* What the exercise asks: Select each line in the listing below that holds the word "rear" and copy those lines.
**** Entries shown
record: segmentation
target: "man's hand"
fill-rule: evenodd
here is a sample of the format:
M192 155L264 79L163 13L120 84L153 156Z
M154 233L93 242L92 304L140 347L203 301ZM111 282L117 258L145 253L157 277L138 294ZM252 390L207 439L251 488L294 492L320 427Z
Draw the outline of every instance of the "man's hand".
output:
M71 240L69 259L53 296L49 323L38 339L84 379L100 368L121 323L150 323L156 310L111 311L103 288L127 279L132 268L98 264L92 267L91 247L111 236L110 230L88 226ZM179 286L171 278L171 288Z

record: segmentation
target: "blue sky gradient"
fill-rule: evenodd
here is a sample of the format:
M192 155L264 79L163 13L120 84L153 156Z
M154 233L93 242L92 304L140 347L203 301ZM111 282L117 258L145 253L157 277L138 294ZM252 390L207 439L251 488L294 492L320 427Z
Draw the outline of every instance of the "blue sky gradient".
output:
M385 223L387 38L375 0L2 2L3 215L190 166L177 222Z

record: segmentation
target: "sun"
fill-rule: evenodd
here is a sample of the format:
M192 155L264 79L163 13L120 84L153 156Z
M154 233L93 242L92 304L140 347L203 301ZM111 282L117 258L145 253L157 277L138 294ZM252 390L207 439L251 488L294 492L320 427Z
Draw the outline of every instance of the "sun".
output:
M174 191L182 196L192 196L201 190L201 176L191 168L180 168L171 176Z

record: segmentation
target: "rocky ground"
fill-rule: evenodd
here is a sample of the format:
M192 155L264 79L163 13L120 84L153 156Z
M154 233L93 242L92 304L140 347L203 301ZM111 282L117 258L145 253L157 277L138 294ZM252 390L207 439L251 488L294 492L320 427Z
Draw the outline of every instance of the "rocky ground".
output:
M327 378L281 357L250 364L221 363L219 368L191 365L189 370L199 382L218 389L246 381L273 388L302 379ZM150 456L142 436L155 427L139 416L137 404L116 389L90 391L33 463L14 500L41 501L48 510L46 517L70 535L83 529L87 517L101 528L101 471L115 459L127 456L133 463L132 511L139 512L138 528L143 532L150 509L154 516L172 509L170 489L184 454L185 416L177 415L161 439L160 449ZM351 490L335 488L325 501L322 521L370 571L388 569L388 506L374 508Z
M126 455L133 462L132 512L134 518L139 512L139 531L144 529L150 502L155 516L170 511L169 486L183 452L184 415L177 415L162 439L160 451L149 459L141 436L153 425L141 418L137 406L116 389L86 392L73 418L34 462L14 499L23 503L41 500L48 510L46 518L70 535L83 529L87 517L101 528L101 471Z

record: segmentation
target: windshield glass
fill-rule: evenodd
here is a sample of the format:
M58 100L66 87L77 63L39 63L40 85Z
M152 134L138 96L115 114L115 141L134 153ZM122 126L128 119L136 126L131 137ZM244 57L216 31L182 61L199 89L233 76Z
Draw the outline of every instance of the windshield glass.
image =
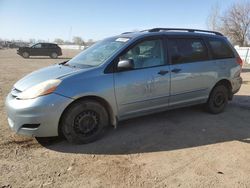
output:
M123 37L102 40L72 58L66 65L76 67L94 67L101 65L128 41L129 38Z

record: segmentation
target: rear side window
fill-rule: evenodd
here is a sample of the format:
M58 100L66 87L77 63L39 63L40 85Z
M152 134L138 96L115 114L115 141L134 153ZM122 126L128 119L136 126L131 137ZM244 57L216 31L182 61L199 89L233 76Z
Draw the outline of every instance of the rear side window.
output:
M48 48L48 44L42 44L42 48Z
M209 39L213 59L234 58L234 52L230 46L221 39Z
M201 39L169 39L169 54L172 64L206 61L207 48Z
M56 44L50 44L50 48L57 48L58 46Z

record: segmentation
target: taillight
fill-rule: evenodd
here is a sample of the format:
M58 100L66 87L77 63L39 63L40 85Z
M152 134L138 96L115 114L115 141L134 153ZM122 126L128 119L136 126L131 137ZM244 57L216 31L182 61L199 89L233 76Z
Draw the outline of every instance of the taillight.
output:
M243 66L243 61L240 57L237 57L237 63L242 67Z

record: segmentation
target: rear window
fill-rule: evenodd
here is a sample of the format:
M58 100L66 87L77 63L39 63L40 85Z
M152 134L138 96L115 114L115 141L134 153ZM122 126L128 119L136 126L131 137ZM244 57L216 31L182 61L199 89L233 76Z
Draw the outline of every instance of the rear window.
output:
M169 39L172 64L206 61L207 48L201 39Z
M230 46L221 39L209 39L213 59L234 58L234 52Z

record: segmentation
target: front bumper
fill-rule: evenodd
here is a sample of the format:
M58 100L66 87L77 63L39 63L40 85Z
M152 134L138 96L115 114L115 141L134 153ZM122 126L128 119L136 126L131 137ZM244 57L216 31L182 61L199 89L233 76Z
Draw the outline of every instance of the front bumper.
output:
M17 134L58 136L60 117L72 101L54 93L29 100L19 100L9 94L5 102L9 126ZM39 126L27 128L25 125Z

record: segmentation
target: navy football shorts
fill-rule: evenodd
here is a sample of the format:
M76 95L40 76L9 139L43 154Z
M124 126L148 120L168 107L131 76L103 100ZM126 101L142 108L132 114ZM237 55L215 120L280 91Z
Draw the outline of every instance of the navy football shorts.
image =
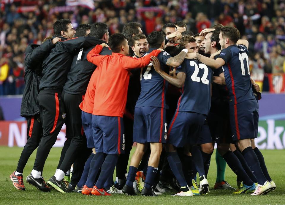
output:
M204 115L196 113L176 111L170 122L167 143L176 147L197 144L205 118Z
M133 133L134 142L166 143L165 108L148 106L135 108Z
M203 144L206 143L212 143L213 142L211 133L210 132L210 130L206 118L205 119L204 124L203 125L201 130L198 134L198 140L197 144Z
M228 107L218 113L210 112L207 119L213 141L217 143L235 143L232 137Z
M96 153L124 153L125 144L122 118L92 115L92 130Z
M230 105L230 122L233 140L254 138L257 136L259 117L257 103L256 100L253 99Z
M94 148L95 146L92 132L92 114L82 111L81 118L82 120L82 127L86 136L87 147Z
********
**** Entries shown
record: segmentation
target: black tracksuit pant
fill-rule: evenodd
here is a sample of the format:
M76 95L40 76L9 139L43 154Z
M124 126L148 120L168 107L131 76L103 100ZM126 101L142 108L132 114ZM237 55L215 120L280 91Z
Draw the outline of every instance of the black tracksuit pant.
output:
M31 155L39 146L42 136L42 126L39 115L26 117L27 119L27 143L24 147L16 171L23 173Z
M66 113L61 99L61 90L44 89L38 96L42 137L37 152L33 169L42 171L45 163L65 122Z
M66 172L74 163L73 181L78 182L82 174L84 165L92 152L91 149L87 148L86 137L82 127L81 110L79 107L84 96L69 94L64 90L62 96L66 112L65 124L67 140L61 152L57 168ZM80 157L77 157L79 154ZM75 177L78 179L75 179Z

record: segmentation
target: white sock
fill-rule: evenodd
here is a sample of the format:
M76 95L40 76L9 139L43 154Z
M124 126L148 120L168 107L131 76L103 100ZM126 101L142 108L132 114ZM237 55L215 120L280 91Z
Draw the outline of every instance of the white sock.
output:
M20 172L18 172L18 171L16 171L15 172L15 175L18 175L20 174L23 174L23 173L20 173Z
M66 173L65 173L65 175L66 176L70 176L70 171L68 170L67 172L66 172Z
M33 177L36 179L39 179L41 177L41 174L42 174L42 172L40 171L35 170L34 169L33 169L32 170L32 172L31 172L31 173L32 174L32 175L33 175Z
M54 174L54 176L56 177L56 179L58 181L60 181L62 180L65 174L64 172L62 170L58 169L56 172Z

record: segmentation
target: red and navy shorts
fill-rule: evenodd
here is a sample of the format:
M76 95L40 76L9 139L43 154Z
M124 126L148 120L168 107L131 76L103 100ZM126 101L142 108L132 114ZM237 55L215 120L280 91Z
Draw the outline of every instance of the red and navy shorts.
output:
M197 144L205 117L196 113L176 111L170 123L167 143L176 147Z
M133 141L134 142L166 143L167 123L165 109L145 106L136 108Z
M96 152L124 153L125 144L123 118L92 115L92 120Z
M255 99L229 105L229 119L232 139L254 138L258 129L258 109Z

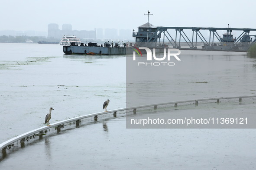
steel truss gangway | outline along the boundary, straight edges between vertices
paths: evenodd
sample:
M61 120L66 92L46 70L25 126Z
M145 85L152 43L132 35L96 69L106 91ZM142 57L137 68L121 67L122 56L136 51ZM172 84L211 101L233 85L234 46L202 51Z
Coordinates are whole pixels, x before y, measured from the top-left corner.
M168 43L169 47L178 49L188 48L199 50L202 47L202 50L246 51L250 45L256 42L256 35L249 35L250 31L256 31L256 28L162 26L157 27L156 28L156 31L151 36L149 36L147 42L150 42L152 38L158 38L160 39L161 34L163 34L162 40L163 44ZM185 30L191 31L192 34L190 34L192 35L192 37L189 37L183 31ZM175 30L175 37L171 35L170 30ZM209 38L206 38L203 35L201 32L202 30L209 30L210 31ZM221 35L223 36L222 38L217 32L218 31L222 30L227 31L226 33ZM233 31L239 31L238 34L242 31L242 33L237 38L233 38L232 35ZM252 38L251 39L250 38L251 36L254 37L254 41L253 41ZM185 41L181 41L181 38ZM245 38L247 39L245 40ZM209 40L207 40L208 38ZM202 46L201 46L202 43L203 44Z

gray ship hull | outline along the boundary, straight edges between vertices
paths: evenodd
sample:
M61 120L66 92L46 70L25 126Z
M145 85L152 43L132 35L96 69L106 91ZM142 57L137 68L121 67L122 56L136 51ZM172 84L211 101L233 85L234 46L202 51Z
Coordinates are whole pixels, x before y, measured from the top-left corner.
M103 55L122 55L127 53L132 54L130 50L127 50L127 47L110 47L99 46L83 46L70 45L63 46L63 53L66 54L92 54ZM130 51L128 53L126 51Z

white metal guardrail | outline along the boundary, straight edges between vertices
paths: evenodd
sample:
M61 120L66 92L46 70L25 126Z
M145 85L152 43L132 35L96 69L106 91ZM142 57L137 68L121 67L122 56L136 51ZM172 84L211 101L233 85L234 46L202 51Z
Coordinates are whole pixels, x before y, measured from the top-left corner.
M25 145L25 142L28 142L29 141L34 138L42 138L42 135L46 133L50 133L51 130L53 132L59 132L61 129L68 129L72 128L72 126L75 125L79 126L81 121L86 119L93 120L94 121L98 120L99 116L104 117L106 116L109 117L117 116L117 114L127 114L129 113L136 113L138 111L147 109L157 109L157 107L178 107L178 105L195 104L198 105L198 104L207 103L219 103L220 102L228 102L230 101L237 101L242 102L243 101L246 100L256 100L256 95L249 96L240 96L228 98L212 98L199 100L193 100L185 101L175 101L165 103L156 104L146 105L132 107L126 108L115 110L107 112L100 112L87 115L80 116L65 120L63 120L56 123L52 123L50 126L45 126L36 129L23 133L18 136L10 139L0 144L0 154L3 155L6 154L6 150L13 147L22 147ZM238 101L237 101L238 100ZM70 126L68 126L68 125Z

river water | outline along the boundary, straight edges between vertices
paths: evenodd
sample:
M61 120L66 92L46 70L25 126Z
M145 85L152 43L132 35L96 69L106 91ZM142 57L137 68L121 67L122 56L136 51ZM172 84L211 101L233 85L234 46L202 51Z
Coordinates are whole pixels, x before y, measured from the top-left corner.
********
* Correct answer:
target: rear side window
Draw the outline of every instance of the rear side window.
target: rear window
Draw the outline of every instance of the rear window.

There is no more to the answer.